■ GIVEN ENTRIES

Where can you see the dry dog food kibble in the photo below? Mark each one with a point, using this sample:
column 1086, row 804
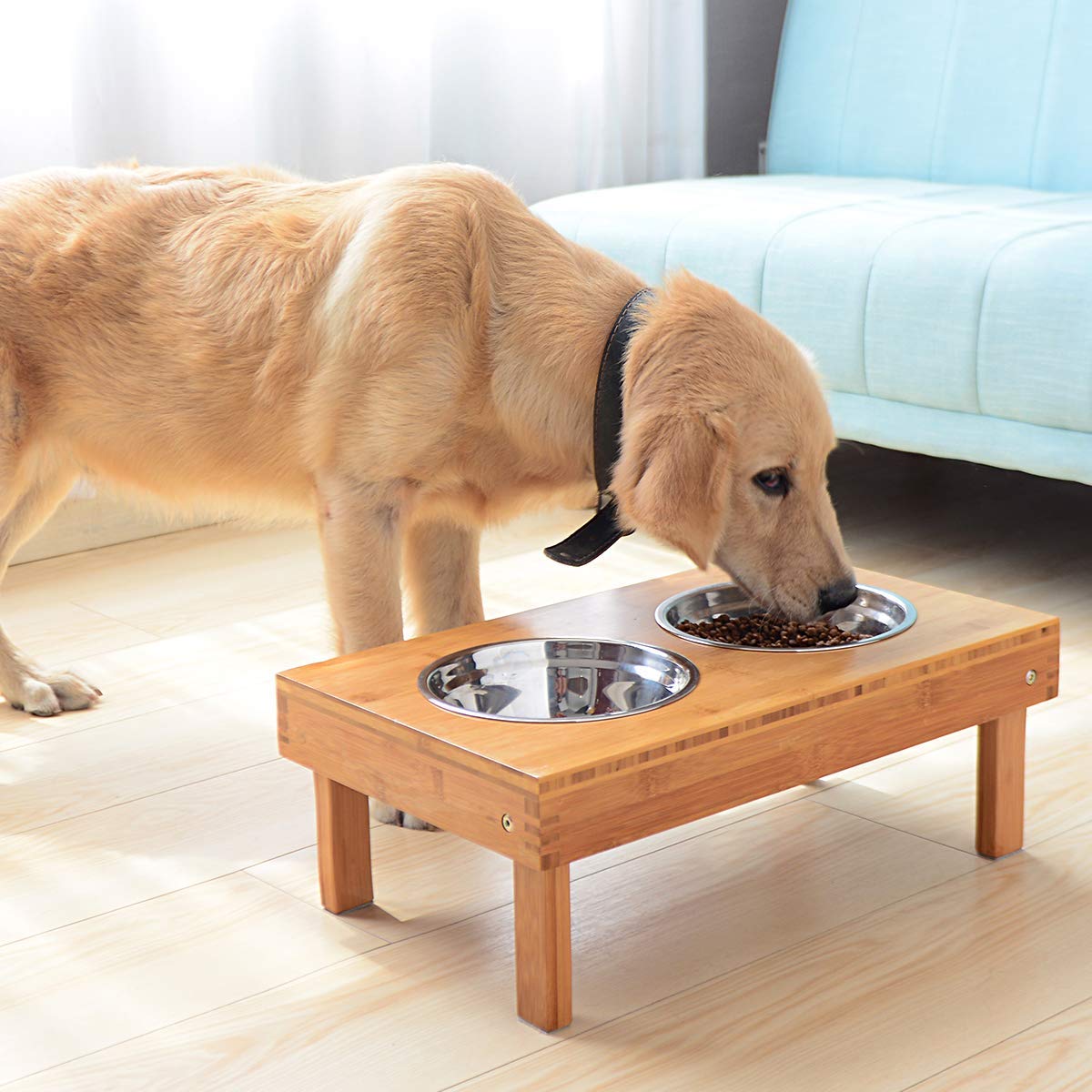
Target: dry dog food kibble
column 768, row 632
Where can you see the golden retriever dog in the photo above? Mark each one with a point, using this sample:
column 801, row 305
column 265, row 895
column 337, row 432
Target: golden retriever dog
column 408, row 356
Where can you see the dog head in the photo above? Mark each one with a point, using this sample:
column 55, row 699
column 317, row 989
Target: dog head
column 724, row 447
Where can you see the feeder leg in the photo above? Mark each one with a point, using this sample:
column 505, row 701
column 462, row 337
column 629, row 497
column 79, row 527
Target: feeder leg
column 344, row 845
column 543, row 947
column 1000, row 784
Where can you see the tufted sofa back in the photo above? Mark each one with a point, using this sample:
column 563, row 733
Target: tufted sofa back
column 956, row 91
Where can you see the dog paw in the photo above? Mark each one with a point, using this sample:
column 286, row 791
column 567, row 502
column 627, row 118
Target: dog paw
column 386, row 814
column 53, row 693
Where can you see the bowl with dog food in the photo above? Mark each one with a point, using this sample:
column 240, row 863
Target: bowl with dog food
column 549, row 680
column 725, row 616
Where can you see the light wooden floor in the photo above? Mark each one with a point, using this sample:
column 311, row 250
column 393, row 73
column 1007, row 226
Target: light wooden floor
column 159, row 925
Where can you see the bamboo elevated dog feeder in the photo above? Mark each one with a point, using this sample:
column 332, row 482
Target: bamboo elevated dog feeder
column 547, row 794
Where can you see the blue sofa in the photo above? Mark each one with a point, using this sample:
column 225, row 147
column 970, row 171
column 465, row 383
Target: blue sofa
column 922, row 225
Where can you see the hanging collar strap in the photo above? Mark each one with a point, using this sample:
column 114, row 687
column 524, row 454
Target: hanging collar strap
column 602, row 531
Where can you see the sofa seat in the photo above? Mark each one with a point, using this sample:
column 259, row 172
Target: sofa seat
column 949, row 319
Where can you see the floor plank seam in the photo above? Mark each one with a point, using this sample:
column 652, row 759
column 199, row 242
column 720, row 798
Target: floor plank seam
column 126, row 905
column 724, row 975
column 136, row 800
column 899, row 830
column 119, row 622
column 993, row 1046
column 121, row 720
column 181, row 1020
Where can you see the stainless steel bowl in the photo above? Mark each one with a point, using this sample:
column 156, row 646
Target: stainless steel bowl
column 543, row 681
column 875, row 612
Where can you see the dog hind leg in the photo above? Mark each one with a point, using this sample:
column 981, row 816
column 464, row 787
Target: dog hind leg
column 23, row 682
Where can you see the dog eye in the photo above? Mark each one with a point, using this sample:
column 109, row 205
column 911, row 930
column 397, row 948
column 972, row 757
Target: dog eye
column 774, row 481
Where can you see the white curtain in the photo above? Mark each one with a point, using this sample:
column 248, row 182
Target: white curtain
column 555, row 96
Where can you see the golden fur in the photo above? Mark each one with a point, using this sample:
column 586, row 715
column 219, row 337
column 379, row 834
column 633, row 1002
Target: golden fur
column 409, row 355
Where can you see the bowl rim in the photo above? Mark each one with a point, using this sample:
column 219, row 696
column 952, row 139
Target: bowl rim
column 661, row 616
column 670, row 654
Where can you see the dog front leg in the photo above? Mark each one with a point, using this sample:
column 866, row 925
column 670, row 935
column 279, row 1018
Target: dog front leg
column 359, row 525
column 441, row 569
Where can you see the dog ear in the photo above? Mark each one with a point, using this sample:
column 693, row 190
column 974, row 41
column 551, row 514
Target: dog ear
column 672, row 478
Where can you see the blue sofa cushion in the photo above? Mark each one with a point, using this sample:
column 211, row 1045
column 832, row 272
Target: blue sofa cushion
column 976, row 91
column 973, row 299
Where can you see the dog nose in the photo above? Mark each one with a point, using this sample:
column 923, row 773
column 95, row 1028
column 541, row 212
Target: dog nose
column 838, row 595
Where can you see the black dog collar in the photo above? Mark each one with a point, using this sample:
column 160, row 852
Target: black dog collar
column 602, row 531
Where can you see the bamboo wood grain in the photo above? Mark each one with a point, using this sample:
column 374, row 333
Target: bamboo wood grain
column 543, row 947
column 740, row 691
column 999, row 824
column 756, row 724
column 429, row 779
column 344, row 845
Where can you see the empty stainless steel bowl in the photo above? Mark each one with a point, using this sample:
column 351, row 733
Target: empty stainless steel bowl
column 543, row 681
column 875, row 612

* * *

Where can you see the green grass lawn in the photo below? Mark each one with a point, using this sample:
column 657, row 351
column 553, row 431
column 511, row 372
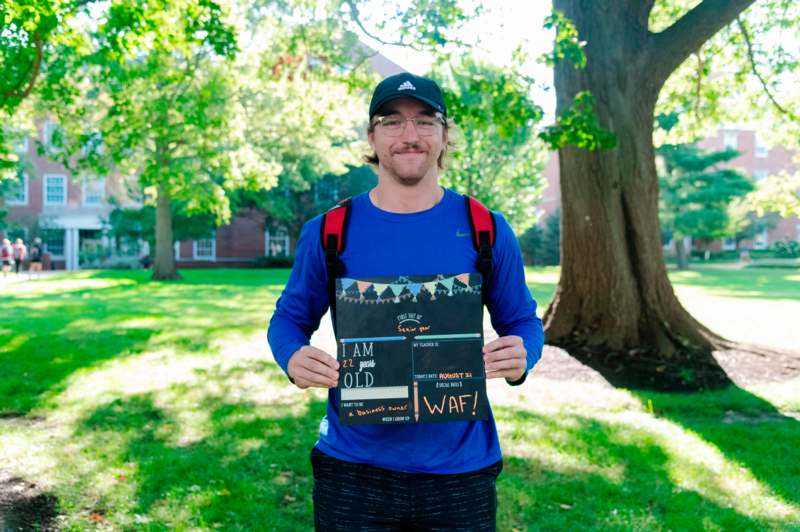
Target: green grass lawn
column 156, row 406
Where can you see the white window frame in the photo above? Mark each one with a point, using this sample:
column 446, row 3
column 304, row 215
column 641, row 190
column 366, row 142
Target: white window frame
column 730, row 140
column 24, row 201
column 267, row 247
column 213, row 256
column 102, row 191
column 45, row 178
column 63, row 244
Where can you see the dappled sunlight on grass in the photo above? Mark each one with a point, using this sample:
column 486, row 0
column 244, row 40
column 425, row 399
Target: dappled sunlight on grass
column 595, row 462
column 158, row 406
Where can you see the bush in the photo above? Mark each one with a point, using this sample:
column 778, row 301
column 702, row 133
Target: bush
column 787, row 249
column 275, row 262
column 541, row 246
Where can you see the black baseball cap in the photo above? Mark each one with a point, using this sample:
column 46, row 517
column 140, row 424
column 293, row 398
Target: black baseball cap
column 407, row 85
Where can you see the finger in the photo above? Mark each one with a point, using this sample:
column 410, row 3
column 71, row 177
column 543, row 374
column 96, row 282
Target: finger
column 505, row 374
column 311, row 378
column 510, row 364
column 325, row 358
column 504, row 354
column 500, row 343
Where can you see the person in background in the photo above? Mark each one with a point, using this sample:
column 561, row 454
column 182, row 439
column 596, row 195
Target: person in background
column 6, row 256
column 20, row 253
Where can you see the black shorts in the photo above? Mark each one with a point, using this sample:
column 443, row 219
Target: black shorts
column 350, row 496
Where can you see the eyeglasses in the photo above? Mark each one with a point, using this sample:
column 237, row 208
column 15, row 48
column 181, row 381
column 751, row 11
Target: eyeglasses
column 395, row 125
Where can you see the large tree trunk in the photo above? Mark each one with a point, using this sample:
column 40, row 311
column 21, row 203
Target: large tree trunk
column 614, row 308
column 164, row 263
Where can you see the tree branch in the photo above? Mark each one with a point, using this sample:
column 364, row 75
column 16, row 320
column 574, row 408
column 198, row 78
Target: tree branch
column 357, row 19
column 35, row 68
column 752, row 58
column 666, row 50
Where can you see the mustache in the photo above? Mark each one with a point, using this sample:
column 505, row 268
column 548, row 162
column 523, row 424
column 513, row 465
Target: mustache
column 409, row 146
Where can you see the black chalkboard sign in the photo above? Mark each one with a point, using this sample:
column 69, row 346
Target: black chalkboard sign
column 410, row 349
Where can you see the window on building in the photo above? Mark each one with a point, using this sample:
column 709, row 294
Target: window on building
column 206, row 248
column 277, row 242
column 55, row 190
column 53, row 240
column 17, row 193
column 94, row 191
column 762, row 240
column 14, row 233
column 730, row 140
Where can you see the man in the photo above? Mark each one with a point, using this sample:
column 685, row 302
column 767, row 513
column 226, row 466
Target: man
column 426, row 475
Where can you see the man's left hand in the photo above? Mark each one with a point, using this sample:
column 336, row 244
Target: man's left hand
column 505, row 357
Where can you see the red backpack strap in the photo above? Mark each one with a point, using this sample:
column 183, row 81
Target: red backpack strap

■ WHAT NEEDS TO BE DONE
Rewrite the lines above that start with the line containing "Where can you see the light" and continue through the line containing "column 949, row 319", changing "sofa" to "couch" and leaving everything else the same. Give only those lines.

■ WRITTEN REPLY
Where can you see the light wooden floor in the photo above? Mark each one with a point, using this sample:
column 311, row 250
column 393, row 73
column 1007, row 226
Target: light wooden floor
column 159, row 925
Where can you see the bamboo elevated dog feeder in the photo above? Mark each one with a point, using this sample:
column 332, row 482
Target: bamboo elevated dog feeder
column 547, row 794
Where can you see the blue couch in the photo above? Mark each one with a point, using this sample:
column 225, row 147
column 970, row 171
column 465, row 383
Target: blue couch
column 922, row 225
Where can you see the hanging collar strap in the photo above? Mark each one with a point, using this sample:
column 114, row 687
column 524, row 454
Target: hanging collar strap
column 602, row 531
Where can you see the couch seat in the photo above? Mark each one with a point, using this sample:
column 259, row 172
Target: couch seat
column 949, row 319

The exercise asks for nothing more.